2023-2024 yılları içerisinde Türkiye'nin bölgesel ve küresel sahnede yaptığı stratejik hamleler, hem bugünün siyasetini hem de geleceğe yön veren bir tarihsel dönüşümü işaret etmektedir. Bu hamlelerle Türkiye, bölgesel bir aktör olmaktan çıkıp küresel bir güç merkezi olma yolunda kalıcı adımlar atmış; uluslararası sahnede öncelikli bir muhatap haline gelmiştir. Türkiye için sadece “seyirci” olma dönemi bitmiştir. “Oyun kurucu” kimliği başlamıştır…

       Türkiye'nin Suriye'deki başarısı, bölgesel dengeleri yerinden oynattı ve yeniden şekillendirmeye başladı. Bu zafer salt askeri bir kazanımdan öte, diplomasinin ve stratejik akıl yürütmenin bir sonucu olarak değerlendirilmelidir. Türkiye Dışişleri Bakanı Hakan Fidan’ın son Şam ziyareti sırasında Suriye yeni Lideri olarak görülen Ahmet Şara ile yaptığı görüşmede yaptığı açıklamada “YPG/PKK ya kendini fesheder ya da yok olur” ifadesi Türkiye’nin bu terör konusunda net ve sarsılmaz duruşunu gösteriyor. Bu mesaj esasen YPG/PKK'ya yönelik bir uyarıdan öte, bölgedeki bütün aktörlere bir çağrı niteliğindedir. Ek olarak, Trump’ın bu süreçte hangi yolu izleyeceği belirsizliğini korumaktadır. Bu durum, küresel dengeleri doğrudan etkileyebilecek bir belirsizlik olarak görülüyor...

       Ankara’nın öncülüğünde elde edilen bu başarıyla birlikte dünya liderlerinin Türkiye Cumhurbaşkanı Tayyip Erdoğan’la temaslarını sıklaştırdığı gözlemlenmiştir. Bu bağlamda, İsrail’in “Arz-ı Mev’ud” projesi doğrultusunda izlediği işgalci politikalar ve ABD’nin tutumundaki belirsizlik, dikkatle izlenmesi gereken gelişmeler başında gelmektedir. Türkiye’nin temkinli duracağı bir dönemde, “zaferin rehavetine kapılmama” şuuru, diplomatik ve askeri başarının temel ilkesi olacaktır. Şam’da başlayan Esat dönemi askerlerin silahlarını SMO teslim etmeye başlaması da önemli bir adım olarak görülmektedir…

       Suriye’deki Yeniden İnşa ve Türkiye'nin Rolü Suriye’nin yeniden inşası Türkiye için “siyasi sorumluluk” olmanın ötesinde, “ekonomik bir fırsat” olarak da öne çıkmaktadır. Avrupa Birliği, Çin ve diğer büyük güçler bu sürece dâhil olmak için yarışırken, Türkiye sürecin kilit aktörüdür. Bu durum, Türk müteahhitlerine yeni pazarların kapısını aralamış ve Türkiye’nin diplomatik nüfuzunu genişletmektedir…

       Bir diğer kritik unsur, “Katar gazı” meselesidir. Suriye iç savaşı nedeniyle rafa kaldırılan Katar gazının Avrupa’ya ulaştırılması projesi, Türkiye’nin “enerji merkezi” olma rolünü pekiştirmektedir. Bu yönde Almanya’nın gösterdiği ilgi, Suriye’nin jeopolitik önemini arttırmış ve Türkiye’yi bu büyük projede kritik bir aktör yapmıştır.
··········
Türkiye'nin bölgesel ve küresel hamlelerini ele alan metinden, "Bir diğer kritik" sözcüklerini içeren yerle açılıp "bir aktör yapmıştır." ile kapanan bölümü harfi harfine yazın.

__Sağlanan Veriler__.
··········
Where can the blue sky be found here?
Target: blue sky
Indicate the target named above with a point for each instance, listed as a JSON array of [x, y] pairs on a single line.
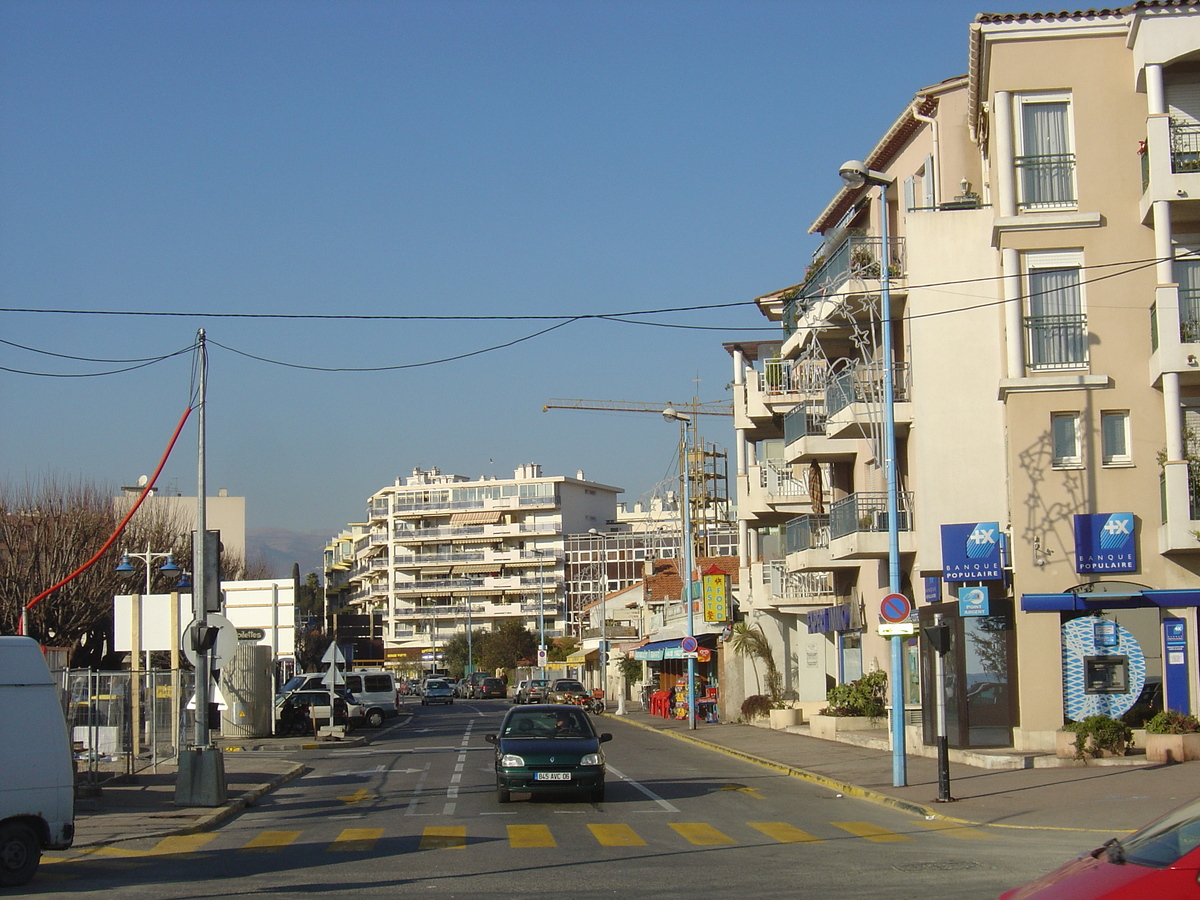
[[406, 159]]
··········
__Sonuç__.
Bir diğer kritik unsur, “Katar gazı” meselesidir. Suriye iç savaşı nedeniyle rafa kaldırılan Katar gazının Avrupa’ya ulaştırılması projesi, Türkiye’nin “enerji merkezi” olma rolünü pekiştirmektedir. Bu yönde Almanya’nın gösterdiği ilgi, Suriye’nin jeopolitik önemini arttırmış ve Türkiye’yi bu büyük projede kritik bir aktör yapmıştır.